##### Source excerpt #####

The Company shall indemnify and hold harmless (the Company, in such case the “Indemnifying Person”) the Investment Manager and its Affiliates and their respective members, managers, directors, officers, stockholders, employees and agents (each, an “Indemnified Person”) from and against any and all Losses, as incurred, in respect of or arising from (i) the issuance of the Notes, (ii) the transactions, duties and obligations described in the Indenture or this Agreement, or (iii) any action or failure to act by any Indemnified Person which has not been determined in a final judicial proceeding to constitute bad faith, fraud, willful misconduct or gross negligence of the Investment Manager’s duties under this Agreement or the Indenture. The obligations of the Company under this Section 10 to indemnify any Indemnified Person for any Losses will be payable solely out of the Collateral in accordance with the Priority of Payments.

The foregoing provisions, however, shall not be construed to relieve any Person of any liability to the extent that such liability may not be waived, modified or limited under applicable law.

(c)

##### Supplied material #####

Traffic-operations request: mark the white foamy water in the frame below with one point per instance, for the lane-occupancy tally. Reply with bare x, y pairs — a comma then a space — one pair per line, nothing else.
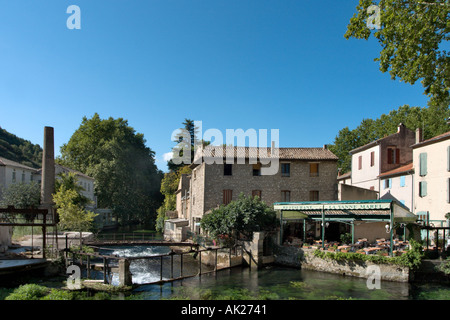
142, 270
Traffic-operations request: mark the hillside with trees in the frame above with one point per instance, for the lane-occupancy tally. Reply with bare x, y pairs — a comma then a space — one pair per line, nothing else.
19, 150
115, 155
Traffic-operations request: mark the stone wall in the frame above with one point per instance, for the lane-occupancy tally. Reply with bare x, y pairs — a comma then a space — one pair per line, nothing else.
299, 183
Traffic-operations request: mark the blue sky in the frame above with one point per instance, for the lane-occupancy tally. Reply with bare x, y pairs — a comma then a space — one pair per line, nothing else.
248, 64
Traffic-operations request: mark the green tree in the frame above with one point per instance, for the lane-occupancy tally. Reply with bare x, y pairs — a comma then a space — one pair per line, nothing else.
169, 186
70, 204
412, 35
127, 179
244, 215
183, 143
69, 181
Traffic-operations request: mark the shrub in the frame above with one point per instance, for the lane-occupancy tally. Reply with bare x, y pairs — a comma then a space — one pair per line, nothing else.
28, 292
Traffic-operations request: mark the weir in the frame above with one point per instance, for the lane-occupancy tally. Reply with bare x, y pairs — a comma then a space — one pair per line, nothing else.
174, 265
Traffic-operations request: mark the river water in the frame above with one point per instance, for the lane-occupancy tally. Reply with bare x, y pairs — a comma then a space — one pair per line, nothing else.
274, 282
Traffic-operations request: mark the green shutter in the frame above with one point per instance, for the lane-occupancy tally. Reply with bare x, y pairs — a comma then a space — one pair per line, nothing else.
448, 190
423, 188
423, 164
448, 158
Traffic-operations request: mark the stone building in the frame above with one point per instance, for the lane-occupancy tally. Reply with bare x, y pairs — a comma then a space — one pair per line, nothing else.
218, 177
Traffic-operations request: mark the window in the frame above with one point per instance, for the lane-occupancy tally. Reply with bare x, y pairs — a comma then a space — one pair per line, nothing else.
387, 183
227, 196
448, 158
393, 155
422, 188
402, 181
257, 169
314, 195
423, 164
448, 190
227, 169
256, 193
285, 169
285, 196
313, 169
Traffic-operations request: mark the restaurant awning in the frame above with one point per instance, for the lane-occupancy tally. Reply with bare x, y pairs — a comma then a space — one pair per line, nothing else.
369, 210
389, 210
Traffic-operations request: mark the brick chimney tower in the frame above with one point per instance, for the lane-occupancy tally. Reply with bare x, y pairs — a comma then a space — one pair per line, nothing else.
48, 168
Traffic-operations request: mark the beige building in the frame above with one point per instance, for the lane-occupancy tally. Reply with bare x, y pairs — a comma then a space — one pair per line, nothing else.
381, 156
13, 172
397, 184
302, 174
432, 178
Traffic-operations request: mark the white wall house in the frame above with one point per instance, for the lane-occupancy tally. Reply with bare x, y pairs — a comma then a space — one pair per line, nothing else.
432, 178
381, 156
13, 172
398, 184
84, 181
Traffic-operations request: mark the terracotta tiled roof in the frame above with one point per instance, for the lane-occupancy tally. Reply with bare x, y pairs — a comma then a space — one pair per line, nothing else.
283, 153
440, 137
402, 169
345, 175
7, 162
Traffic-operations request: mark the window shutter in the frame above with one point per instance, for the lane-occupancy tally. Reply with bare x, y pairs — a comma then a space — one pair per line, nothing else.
390, 156
448, 190
448, 158
402, 181
423, 188
423, 164
227, 196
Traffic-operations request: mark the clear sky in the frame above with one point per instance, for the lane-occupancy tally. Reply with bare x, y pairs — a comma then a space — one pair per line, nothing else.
248, 64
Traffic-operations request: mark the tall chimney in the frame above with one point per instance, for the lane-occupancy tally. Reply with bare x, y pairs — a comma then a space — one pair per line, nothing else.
48, 168
419, 137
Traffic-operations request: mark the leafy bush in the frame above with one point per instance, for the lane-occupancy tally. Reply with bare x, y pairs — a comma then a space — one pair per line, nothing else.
56, 294
445, 266
28, 292
411, 258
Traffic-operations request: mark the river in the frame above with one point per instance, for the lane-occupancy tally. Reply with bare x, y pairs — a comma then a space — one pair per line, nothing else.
274, 282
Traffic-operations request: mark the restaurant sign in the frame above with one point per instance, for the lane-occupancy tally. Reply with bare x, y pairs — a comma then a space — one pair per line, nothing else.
334, 206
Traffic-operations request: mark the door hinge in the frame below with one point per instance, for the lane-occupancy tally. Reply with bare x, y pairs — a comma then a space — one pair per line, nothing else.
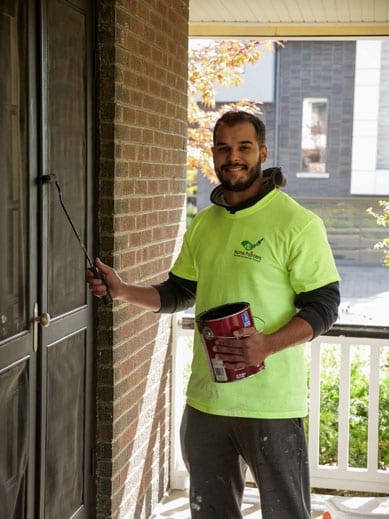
93, 462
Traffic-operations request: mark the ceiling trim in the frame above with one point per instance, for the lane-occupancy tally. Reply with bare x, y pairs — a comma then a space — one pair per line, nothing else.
296, 30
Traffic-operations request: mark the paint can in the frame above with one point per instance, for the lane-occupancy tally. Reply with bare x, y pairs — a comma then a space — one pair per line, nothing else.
220, 322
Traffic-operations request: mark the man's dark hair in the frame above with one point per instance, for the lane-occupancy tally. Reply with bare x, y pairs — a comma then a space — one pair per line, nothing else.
239, 116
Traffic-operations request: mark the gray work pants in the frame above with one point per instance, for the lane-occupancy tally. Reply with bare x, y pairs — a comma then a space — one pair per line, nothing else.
217, 451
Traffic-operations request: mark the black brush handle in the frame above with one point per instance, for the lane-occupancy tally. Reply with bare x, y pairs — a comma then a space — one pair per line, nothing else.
107, 299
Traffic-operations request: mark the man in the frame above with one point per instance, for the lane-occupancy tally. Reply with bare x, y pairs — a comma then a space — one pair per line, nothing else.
291, 282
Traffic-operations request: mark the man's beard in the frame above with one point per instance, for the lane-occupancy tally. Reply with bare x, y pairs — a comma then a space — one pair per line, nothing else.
241, 185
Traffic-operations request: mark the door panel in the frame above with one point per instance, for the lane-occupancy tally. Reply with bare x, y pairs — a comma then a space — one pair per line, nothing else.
67, 134
14, 423
65, 426
46, 392
18, 266
66, 351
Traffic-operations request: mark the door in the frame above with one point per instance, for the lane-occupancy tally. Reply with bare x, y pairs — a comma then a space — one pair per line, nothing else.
46, 355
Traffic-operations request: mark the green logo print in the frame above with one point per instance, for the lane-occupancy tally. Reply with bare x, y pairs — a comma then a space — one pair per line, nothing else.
248, 245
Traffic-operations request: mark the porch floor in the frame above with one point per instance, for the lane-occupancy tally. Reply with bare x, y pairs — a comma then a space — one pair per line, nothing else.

#####

Goals ::
**a.** In one to three sentences, explain what keeps an Indemnified Person's action or failure to act from being covered under item (iii) of the indemnification clause.
**b.** Please carry the indemnification clause forward from where it stops.
The records have no connection to the indemnification clause.

Answers to the tasks ::
**a.** Item (iii) covers such an action or failure to act only if it has not been determined in a final judicial proceeding to constitute bad faith, fraud, willful misconduct or gross negligence of the Investment Manager's duties under the Agreement or the Indenture. Once a final judicial proceeding makes that determination, the act is no longer covered.

**b.**
An Indemnified Person shall (or, solely in the case of Investment Manager as Indemnified Person, with respect to the Investment Manager’s Affiliates and the members, managers, directors, officers, stockholders, employees and agents of the Investment Manager and its Affiliates, the Investment Manager shall cause such Indemnified Person to) promptly notify the Indemnifying Person if the Indemnified Person receives a complaint, claim, compulsory process or other notice of any loss, claim, damage or liability giving rise to a claim for indemnification under this Section 10, but failure so to notify the Indemnifying Person (i) shall not relieve such Indemnifying Person from its obligations under Section 10(b) unless and to the extent that it did not otherwise learn of such action or proceeding and to the extent such failure results in the forfeiture by the Indemnifying Person of substantial rights and defenses and (ii) shall not, in any event, relieve the Indemnifying Person of any obligations to any Person entitled to indemnity pursuant to Section 10(b) other than the indemnification obligations provided for in Section 10(b).

(d)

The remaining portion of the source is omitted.